## Dataset entries

........

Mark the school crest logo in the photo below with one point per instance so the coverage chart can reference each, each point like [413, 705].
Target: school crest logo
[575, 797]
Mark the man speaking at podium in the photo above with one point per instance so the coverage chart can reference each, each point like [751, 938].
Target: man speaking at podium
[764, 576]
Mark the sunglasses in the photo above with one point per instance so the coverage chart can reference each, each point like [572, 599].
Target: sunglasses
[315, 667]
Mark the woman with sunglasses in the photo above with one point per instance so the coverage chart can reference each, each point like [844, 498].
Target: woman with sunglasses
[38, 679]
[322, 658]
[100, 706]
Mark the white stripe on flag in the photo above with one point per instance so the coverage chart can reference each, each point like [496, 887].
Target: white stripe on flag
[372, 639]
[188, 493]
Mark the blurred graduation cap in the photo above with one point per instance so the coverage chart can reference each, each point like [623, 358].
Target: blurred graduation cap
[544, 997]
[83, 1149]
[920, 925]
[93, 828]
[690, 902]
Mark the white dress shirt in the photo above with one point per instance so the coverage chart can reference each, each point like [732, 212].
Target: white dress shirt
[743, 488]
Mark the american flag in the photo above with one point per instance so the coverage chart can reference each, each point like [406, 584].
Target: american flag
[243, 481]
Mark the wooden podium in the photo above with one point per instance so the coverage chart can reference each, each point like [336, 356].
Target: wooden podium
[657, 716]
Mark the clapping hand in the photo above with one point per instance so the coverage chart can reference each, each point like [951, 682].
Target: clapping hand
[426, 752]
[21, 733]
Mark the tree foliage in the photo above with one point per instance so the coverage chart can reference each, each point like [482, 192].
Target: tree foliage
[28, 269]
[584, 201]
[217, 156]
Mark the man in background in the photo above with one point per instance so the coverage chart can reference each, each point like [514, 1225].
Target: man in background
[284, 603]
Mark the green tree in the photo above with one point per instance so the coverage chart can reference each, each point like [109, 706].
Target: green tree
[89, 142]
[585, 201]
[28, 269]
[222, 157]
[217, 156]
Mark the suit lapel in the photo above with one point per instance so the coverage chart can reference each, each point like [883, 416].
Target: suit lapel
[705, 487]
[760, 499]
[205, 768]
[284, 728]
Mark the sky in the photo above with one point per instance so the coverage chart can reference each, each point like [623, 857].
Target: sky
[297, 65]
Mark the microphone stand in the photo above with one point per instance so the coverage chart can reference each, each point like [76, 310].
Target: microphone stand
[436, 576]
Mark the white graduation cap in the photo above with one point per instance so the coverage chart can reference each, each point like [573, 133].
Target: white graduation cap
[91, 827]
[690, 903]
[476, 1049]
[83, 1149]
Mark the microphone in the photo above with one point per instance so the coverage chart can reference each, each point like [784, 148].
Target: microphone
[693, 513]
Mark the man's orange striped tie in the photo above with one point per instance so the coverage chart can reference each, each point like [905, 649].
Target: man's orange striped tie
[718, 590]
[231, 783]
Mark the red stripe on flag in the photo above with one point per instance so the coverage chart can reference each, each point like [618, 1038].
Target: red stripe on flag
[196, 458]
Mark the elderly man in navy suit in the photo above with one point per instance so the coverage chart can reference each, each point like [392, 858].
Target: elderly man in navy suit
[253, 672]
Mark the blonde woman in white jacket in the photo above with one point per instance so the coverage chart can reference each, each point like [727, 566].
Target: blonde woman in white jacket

........

Update the data above by replacing every occurrence of "coverage chart" with "coverage table", keeping all other text the same.

Mark the school crest logo in the photo below with one point per instance so the coverage table can reference each, each point like [413, 705].
Target: school crest logo
[575, 797]
Mark the man speaking at podium in the photo above with one point per instance so the coverage table can reference each, each point like [751, 938].
Target: man speaking at podium
[764, 576]
Mark the sunglasses in the photo above with one point per instance so the coverage table can reference each, each point like [572, 599].
Target: sunglasses
[315, 667]
Mark the woman with sunglasses in the photo above with one point per instance so the coverage table can reference each, each point like [844, 498].
Target: woman with sunglasses
[38, 679]
[322, 658]
[100, 706]
Mark the white stripe on flag in the photo above with one point per instance so the coverage table can reference each, each point like [496, 887].
Target: white stripe on flag
[372, 639]
[188, 493]
Mark the blurred graduation cap in the photo above with one point per instance so the coverage table can reference each, each point like [623, 358].
Target: blurred graduation cap
[544, 997]
[83, 1149]
[920, 925]
[93, 828]
[690, 902]
Mark the white dress shirt in the photo above with one point per instance so the coverage table can reference each, each point like [732, 212].
Target: white dress shirt
[743, 488]
Mark the american flag in the photo above with one point per instance so the coverage table can reference each, each point like [406, 584].
Target: american flag
[243, 481]
Mark the wooden podium in the photo above with one point per instance so the coverage table can reference each, each point like [336, 356].
Target: wooden podium
[657, 716]
Mark the clapping hand in the photo above with one point per instance so the coverage table can reference each, each point like [951, 682].
Target: clapping hand
[426, 752]
[21, 733]
Mark the tree foliage in the photo above with one point per instance so the coverage table can reference each, each point like [482, 192].
Target: tree foliage
[28, 269]
[584, 201]
[217, 156]
Mark the man in background in the photo above with one point per instance so the coverage table can reference each, each point like [514, 1225].
Target: man in background
[284, 603]
Mark the green tree in the photo above with one point per instance so the coverage table can reference each, each point like [109, 706].
Target: green tree
[89, 142]
[585, 201]
[28, 269]
[222, 157]
[217, 156]
Mark the suit lapel in the photo above with one point per instance so the coverage table can reference each, each point like [883, 416].
Target: suit lapel
[705, 487]
[760, 499]
[205, 768]
[284, 728]
Mark the sky in the photo above with one point per instance so the coverage table can reference each, each point like [623, 857].
Target: sky
[297, 65]
Mark the microphone stand in the photo above with one point per instance so the coverage table can reference each, each point like [76, 310].
Target: microphone stand
[436, 576]
Mark the white graduation cap in the photo above with one point per instance so the coverage table can reference each, each point like [573, 133].
Target: white graduation cap
[91, 827]
[690, 903]
[476, 1049]
[83, 1149]
Mark the microphone in the photo above with one point per instance so the coverage table can reference each, each point like [784, 148].
Target: microphone
[693, 513]
Mark the man's orange striped tie in the photo above with one point per instance so the coverage table can reference each, each point like [905, 649].
Target: man's orange striped tie
[718, 590]
[231, 783]
Mark the red stripe on flag in the photo above with one point per instance so the coverage table can reference each, each point like [618, 1038].
Target: red stripe on flag
[196, 458]
Mark the elderly man in navy suit in the photo above with one point per instance so the coverage table can reference each, each point like [392, 858].
Target: elderly man in navy suit
[253, 672]
Mark the blonde woman in white jacket in the photo above with one point per instance so the coverage table can reference each, each point like [727, 566].
Target: blonde woman in white jacket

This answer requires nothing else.